= Fragmento para leer =
____________________

No entiendo que el pin 3 (salida) vaya junto con el reset y alimentanción, pero bueno a lo mejor por eso no funciona.

Perdón por mi ignorancia, pero os aseguro que si he creado éste post es porque ya me he tirado unas horas buscando sin encontrar nada, me parece hasta raro que algo tan sencillo no lo encuentre en minutos, parece que hay una especie de conspiración de los que fabrican estos temporizadores .

A ver si algún iluminado me puede ayudar a corregir ese circuito o encontrar otro que me haga el apaño, aunque ya os digo que lo de encontrarlo está complicao.


----------



## Electronec (Ene 29, 2011)

Hummmm.....Creo compañero que no has buscado tan bien como comentas. Este tema ya esta comentado en el hilo y creo que el problema está resuelto.

Saludos.


----------



## nelobe (Abr 30, 2012)

Hola, quisiera ayuda para un problemita y por no abrir otro tema (que Fogonazo me ha cerrado, por que dice que está duplicado), lo introduzco aqui, por si es este, aunque lo que yo quiero no es hacer un circuito, mas bien acoplar algo a uno de compra..

Para funcionamiento en 230v Alterna.
Enlace temporizador:
http://www.voltimum.es/catalog/prod...ia-360-w-m-ximo-LEGRAND-GROUP-ESPA-A-S-L.html
LEG49780	TEMPORIZADOR 49780 LEGRAND


La cuestion, es que tengo un pasillo de la vivienda de mi finca, que tiene un temporizador que apaga las luces al cabo de un tiempo. El problema viene, por que quiero 

cambiar las luces incandescentes ó bajo consumo (pues se funden muy pronto), por bombillas led de unos 5-8 watios para al mismo tiempo economizar. 
El temporizador fuciona con un minimo de 25w, por lo que al encender las luces, estas encienden pero no se apagan.
Quisiera saber, si con algo simple como una resistencia, se podria colocar conectado en serie al temporizador, para que junto con una bombilla led, diese un minimo de 25w. 
EJEMPLO:
led 5w + Resistencia consumo 25w= 30w
para que asi, en el caso de fundirse 2 bombillas led, el temporizador continuara funcionando, puesto que seguiria teniendo el minimo de 25w.

Me podrian decir: "pon una bombilla con 25w y aprovecharas toda la energia" pero, si se fundiese esa dejaria de funcianar el temporizador.

____________________

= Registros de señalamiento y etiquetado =

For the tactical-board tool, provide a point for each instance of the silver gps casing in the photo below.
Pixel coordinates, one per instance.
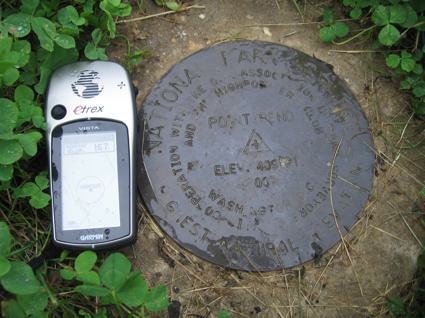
(114, 96)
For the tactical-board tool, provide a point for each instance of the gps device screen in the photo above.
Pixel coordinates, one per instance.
(91, 135)
(90, 181)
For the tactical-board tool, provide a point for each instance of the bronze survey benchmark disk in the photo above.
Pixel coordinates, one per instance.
(240, 143)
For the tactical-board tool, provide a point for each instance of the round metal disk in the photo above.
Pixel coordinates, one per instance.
(240, 143)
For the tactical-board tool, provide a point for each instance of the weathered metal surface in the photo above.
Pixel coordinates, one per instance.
(238, 145)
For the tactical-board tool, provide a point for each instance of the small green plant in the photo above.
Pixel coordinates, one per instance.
(394, 24)
(119, 290)
(18, 278)
(36, 37)
(115, 284)
(332, 29)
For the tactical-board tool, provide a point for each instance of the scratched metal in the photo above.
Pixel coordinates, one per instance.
(238, 145)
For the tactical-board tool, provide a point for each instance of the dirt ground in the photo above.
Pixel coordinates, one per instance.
(384, 243)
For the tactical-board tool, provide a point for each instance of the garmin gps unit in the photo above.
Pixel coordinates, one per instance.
(90, 114)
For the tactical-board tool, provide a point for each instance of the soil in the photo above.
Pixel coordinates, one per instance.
(379, 256)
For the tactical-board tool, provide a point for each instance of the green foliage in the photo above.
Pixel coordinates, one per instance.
(393, 23)
(332, 29)
(36, 37)
(18, 278)
(114, 283)
(119, 289)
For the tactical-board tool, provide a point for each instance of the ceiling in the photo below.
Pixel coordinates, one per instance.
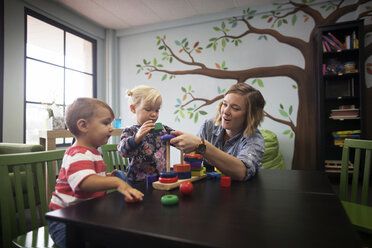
(124, 14)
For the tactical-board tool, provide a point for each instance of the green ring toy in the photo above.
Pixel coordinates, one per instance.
(169, 200)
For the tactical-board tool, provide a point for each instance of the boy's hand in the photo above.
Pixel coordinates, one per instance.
(146, 127)
(129, 192)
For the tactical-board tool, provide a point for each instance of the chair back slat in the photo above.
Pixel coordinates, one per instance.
(112, 158)
(355, 181)
(23, 201)
(366, 176)
(360, 147)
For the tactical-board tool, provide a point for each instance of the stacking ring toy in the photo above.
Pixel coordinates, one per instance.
(169, 200)
(167, 137)
(165, 174)
(168, 180)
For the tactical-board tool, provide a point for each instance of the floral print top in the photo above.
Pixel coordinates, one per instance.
(145, 158)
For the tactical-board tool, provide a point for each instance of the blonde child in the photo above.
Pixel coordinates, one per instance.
(83, 173)
(145, 149)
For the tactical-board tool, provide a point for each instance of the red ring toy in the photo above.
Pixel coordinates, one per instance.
(168, 180)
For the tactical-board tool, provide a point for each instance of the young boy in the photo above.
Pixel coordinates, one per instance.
(83, 172)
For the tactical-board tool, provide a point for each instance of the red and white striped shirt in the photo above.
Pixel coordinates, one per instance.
(78, 163)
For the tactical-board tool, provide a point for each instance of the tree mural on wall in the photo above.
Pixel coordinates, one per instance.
(305, 78)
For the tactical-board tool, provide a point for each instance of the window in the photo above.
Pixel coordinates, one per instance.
(60, 66)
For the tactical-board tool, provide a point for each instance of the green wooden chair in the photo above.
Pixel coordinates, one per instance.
(355, 202)
(112, 158)
(24, 199)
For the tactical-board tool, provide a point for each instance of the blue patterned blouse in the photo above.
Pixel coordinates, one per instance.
(248, 149)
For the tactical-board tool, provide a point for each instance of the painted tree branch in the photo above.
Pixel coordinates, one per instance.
(288, 123)
(341, 11)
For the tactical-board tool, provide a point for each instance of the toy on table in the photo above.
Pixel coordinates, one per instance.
(183, 170)
(158, 128)
(186, 188)
(169, 200)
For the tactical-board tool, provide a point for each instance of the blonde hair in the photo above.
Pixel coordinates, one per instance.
(254, 102)
(143, 93)
(83, 108)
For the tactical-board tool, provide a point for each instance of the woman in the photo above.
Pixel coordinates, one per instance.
(232, 143)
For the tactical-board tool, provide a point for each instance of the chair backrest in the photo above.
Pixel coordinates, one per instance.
(112, 158)
(360, 147)
(23, 198)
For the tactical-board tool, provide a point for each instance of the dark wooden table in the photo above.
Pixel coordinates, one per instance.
(274, 209)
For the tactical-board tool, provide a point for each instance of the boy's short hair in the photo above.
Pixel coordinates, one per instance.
(83, 108)
(143, 93)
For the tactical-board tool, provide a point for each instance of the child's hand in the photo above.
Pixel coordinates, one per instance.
(112, 173)
(146, 127)
(129, 192)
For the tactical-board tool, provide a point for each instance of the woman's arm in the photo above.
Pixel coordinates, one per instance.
(227, 164)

____________________

= Tarea =
Prolonga, por favor, el fragmento sobre el temporizador de luces del pasillo a partir de su última frase. Los registros no guardan relación con el fragmento.

= Resultado del ejercicio =
Por lo que quiero hacer seria: leds 5W+5W+5W+RESISTENCIA 25W??= 40W
y lo cambiaria por lo que actualmente hay: 40w + 7w bajo consumo +7w bajo consumo= 54w, aunque la diferencia es poca, si se funde la de 40w el temporizador no apaga las 

luces, pues solo hay 14w.


No se si me he explicado bien, pero haber si alguien tiene una solucion, que sea facil y no implique el cambio del temporizador.
Yo habia pensado en una Resistencia de unos 2200 Ohms y 50w de potencia (pues si calculo bien 230v con Resistencia de 2200 Ohms, disipa 24W y con una bombilla de 5w, 

hacen 29w, que rebasa los 25w minimos del temporizador y asegura el funcionamiento hasta con 1 bombilla led de 5w sola).

Gracias

P.D. (Adjunto imagen del temporizador tipo pastilla)


----------



## nelobe (May 3, 2012)

Hola, haber si alguien me puede indicar si lo que quiero es factible.

¿Se podria colocar una resistencia de 2200 Ohms y 50W ó en su defecto, varias resistencias en serie hasta llegar a esos valores, tal y como lo indico en la Imagen adjunta?

Muchas gracias.


----------



## nelobe (May 6, 2012)

DJ DRACO dijo:


> La descripcion "eduardiana" es la mejor, y mi propuesta es: hacer un circuito que sí funcione...jaja



Ya se que el post es muy antiguo, pero supongo que para no duplicar y dado que no está cerrado, quisiera hacer una consulta:

¿he simulado el circuito de DJ DRACO, pero no logro que funcione, la lampara enciende sin presionar el interruptor. 
¿Alguien puede decirme que he hecho mal?, pues me parece haber conectado todo igual que el ejemplo que está expuesto.

Saludos


----------



## nelobe (May 7, 2012)

Hola, alguien podria echarle un viztazo al circuito y orientarme como podria modificarlo para adaptarlo al modo de funcionamiento que el circuito hace, pero.... que en realidad con los voltajes que maneja, supongo que no funcionaria.

Tengo una pregunta, haber si alguien me puede contestar:
¿Se puede dar algun pulso sobre la patilla nº 2 del N555, pero... cogiendo el voltaje del cable Neutro a 230v (supongo que de normal debe ser "0", pero midiendo da como unos 0.06v)?

Esta pregunta viene, en base a que los minuteros que encienden al presionar un pulsador (como en rellanos de escalera), segun el esquema del temporizador, coge el pulso del Neutro a 230v, y yo quisiera implementar un circuito parecido.

--------------
Editado 8/05/2012
Necesitaria que alguien le hechara un viztazo al circuito, haber si me puede decir como modificarlo para que funcione, pues en simulacion funciona a medias, pero sé, que no esta bien .
La cuestion es hacer un temporizador de 60 segundos (en simulacion le he puesto 5segundos, para probar), el cual se alimente a 230v ó rectificando, para mantener encendidas unas luces de 230v, durante 60 segundos.


Saludos

P.D. (Adjunto fichero en LIVEWIRE, por si me pueden decir todo lo que está mal)


----------



## nelobe (May 9, 2012)

Bueno, estoy calentandome la cabeza, buscando por internet el modo de funcionamiento de los temporizadores a 230v, pero no logro dar con la solucion, dado que solo tengo aficion y no he estudiado electronica.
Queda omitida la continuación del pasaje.